**HOW TO COMPLETE THIS TASK:**
A verbatim transcript of the data that follows, free of images, is the expected result.

(Dataset records)
-- Opening Marker --
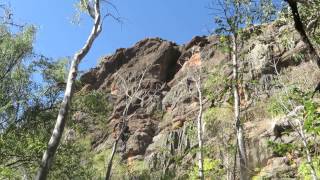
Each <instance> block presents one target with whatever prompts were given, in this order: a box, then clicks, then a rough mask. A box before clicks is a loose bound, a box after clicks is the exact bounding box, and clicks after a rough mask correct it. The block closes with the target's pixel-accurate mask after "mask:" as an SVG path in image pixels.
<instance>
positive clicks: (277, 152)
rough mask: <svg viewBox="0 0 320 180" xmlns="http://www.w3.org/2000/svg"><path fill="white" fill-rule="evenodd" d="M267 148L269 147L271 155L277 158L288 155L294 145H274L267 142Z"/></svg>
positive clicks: (273, 144)
mask: <svg viewBox="0 0 320 180" xmlns="http://www.w3.org/2000/svg"><path fill="white" fill-rule="evenodd" d="M268 147H270V148H271V149H272V151H273V154H274V155H275V156H278V157H282V156H285V155H286V154H287V153H290V152H292V151H293V150H294V149H295V145H293V144H291V143H288V144H286V143H276V142H274V141H268Z"/></svg>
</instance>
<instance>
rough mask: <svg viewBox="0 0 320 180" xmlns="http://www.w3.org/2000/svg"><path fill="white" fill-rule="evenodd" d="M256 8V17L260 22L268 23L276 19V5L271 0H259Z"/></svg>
mask: <svg viewBox="0 0 320 180" xmlns="http://www.w3.org/2000/svg"><path fill="white" fill-rule="evenodd" d="M258 3H259V4H258V6H257V10H256V18H257V20H259V22H260V23H268V22H271V21H273V20H275V19H276V17H277V11H278V10H277V7H276V6H275V5H274V3H273V1H272V0H260V1H259V2H258Z"/></svg>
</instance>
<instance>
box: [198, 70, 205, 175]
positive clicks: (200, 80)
mask: <svg viewBox="0 0 320 180" xmlns="http://www.w3.org/2000/svg"><path fill="white" fill-rule="evenodd" d="M200 76H201V74H200V73H199V79H198V80H196V86H197V90H198V98H199V113H198V118H197V128H198V143H199V151H198V167H199V172H198V174H199V179H200V180H204V173H203V171H204V170H203V152H202V148H203V147H202V144H203V143H202V134H203V131H202V129H203V128H202V92H201V78H200Z"/></svg>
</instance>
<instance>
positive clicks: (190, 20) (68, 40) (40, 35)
mask: <svg viewBox="0 0 320 180" xmlns="http://www.w3.org/2000/svg"><path fill="white" fill-rule="evenodd" d="M7 1H8V2H9V3H10V5H11V8H12V10H13V12H14V17H15V19H16V20H17V21H19V22H24V23H29V24H34V25H36V26H37V27H38V32H37V36H36V40H35V51H36V53H41V54H43V55H45V56H47V57H52V58H61V57H67V56H72V55H73V54H74V53H75V52H76V51H77V50H78V49H79V48H81V47H82V45H83V44H84V42H85V40H86V39H87V37H88V34H89V32H90V30H91V27H92V22H91V19H89V18H88V17H86V16H83V19H82V21H81V22H80V25H74V24H72V23H71V19H72V17H73V15H74V14H75V8H74V3H75V2H76V0H7ZM112 2H113V3H114V4H115V5H116V6H117V8H118V10H119V13H120V16H121V17H123V18H124V23H123V24H122V25H120V24H119V23H117V22H115V21H114V20H112V19H110V18H109V19H107V20H106V21H105V23H104V27H103V31H102V33H101V35H100V37H99V38H98V39H97V41H96V42H95V44H94V46H93V47H92V49H91V51H90V52H89V54H88V55H87V57H86V58H85V59H84V60H83V62H82V64H81V69H82V70H87V69H89V68H91V67H94V66H95V65H96V63H97V61H98V59H99V58H100V57H102V56H104V55H107V54H111V53H113V52H114V51H115V50H116V49H117V48H121V47H130V46H132V45H133V44H134V43H136V42H137V41H139V40H142V39H143V38H146V37H161V38H164V39H167V40H171V41H175V42H177V43H179V44H183V43H186V42H188V41H189V40H191V38H192V37H193V36H195V35H204V34H208V29H212V27H213V17H212V15H210V10H208V9H207V8H206V7H207V6H208V4H209V3H210V0H113V1H112Z"/></svg>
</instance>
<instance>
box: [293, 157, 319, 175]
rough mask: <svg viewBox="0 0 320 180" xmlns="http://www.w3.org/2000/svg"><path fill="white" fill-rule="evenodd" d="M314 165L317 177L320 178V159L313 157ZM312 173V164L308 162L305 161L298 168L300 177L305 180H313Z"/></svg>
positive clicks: (317, 157) (301, 163)
mask: <svg viewBox="0 0 320 180" xmlns="http://www.w3.org/2000/svg"><path fill="white" fill-rule="evenodd" d="M312 165H313V167H314V168H315V171H316V174H317V176H318V177H319V176H320V159H319V157H313V162H312ZM310 172H311V167H310V164H309V163H308V162H307V161H303V162H302V163H301V164H300V165H299V167H298V175H299V177H300V178H301V179H304V180H312V175H311V173H310Z"/></svg>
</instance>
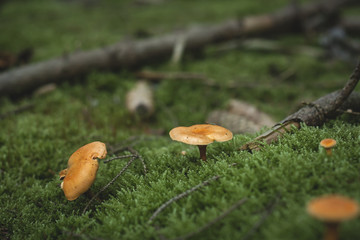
-- Closing Marker --
**ANSWER TO THIS TASK:**
Each <instance> block presents one target with whatever prompts were given, in this order: a box, then clicks, then a rough mask. A box before clicks is a loose bound, a box after clicks is the exact bounding box, and clicks after a rough mask correct it. The block closes with the target's pixel-accurate mask after "mask:" as an SVG path in image pixels.
<instance>
positive clicks: (277, 152)
rough mask: <svg viewBox="0 0 320 180" xmlns="http://www.w3.org/2000/svg"><path fill="white" fill-rule="evenodd" d="M267 148L269 147L271 155L277 158L288 155L294 145H274L267 142Z"/></svg>
positive clicks: (273, 144)
mask: <svg viewBox="0 0 320 180" xmlns="http://www.w3.org/2000/svg"><path fill="white" fill-rule="evenodd" d="M268 147H270V148H271V149H272V151H273V154H274V155H275V156H278V157H282V156H285V155H286V154H287V153H290V152H292V151H293V150H294V149H295V145H293V144H291V143H288V144H286V143H276V142H274V141H268Z"/></svg>
</instance>
<instance>
rough mask: <svg viewBox="0 0 320 180" xmlns="http://www.w3.org/2000/svg"><path fill="white" fill-rule="evenodd" d="M256 8V17L260 22L268 23L276 19V5L271 0H259Z"/></svg>
mask: <svg viewBox="0 0 320 180" xmlns="http://www.w3.org/2000/svg"><path fill="white" fill-rule="evenodd" d="M258 3H259V4H258V6H257V10H256V18H257V20H259V22H260V23H268V22H271V21H273V20H275V19H276V17H277V11H278V10H277V7H276V6H275V5H274V3H273V1H272V0H260V1H259V2H258Z"/></svg>
</instance>
<instance>
box: [198, 70, 205, 175]
positive clicks: (200, 80)
mask: <svg viewBox="0 0 320 180" xmlns="http://www.w3.org/2000/svg"><path fill="white" fill-rule="evenodd" d="M200 76H201V74H200V73H199V79H198V80H196V86H197V90H198V98H199V113H198V118H197V128H198V143H199V151H198V167H199V172H198V174H199V179H200V180H204V173H203V171H204V170H203V152H202V148H203V147H202V144H203V143H202V134H203V131H202V129H203V128H202V92H201V78H200Z"/></svg>
</instance>
<instance>
positive clicks: (190, 20) (68, 40) (40, 35)
mask: <svg viewBox="0 0 320 180" xmlns="http://www.w3.org/2000/svg"><path fill="white" fill-rule="evenodd" d="M7 1H8V2H9V3H10V5H11V8H12V10H13V12H14V17H15V19H16V20H17V21H19V22H24V23H29V24H34V25H36V26H37V27H38V32H37V36H36V40H35V51H36V53H41V54H43V55H45V56H47V57H52V58H61V57H67V56H72V55H73V54H74V53H75V52H76V51H77V50H78V49H79V48H81V47H82V45H83V44H84V42H85V40H86V39H87V37H88V34H89V32H90V30H91V27H92V22H91V19H89V18H88V17H86V16H83V19H82V21H81V22H80V25H74V24H72V23H71V19H72V17H73V15H74V14H75V8H74V3H75V2H76V0H7ZM112 2H113V3H114V4H115V5H116V6H117V8H118V10H119V13H120V16H121V17H123V18H124V23H123V24H122V25H120V24H119V23H117V22H115V21H114V20H112V19H110V18H109V19H107V20H106V21H105V23H104V27H103V31H102V33H101V35H100V37H99V38H98V39H97V41H96V42H95V44H94V46H93V47H92V49H91V51H90V52H89V54H88V55H87V57H86V58H85V59H84V60H83V62H82V64H81V69H82V70H87V69H89V68H91V67H94V66H95V65H96V63H97V61H98V59H99V58H100V57H102V56H104V55H107V54H111V53H113V52H114V51H115V50H116V49H117V48H121V47H130V46H132V45H133V44H134V43H136V42H137V41H139V40H142V39H143V38H146V37H161V38H164V39H167V40H171V41H175V42H177V43H179V44H183V43H186V42H188V41H189V40H191V38H192V37H193V36H195V35H204V34H208V29H212V27H213V17H212V15H210V10H208V9H207V8H206V7H207V6H208V4H209V3H210V0H113V1H112Z"/></svg>
</instance>
<instance>
box: [293, 157, 319, 175]
rough mask: <svg viewBox="0 0 320 180" xmlns="http://www.w3.org/2000/svg"><path fill="white" fill-rule="evenodd" d="M314 165L317 177L320 178V159L313 157ZM312 173V164L308 162L305 161L298 168L300 177L305 180H313Z"/></svg>
positive clicks: (317, 157) (301, 163)
mask: <svg viewBox="0 0 320 180" xmlns="http://www.w3.org/2000/svg"><path fill="white" fill-rule="evenodd" d="M312 165H313V167H314V168H315V171H316V174H317V176H318V177H319V176H320V159H319V157H313V162H312ZM310 172H311V167H310V164H309V163H308V162H307V161H303V162H302V163H301V164H300V165H299V167H298V175H299V177H300V178H301V179H304V180H312V175H311V173H310Z"/></svg>
</instance>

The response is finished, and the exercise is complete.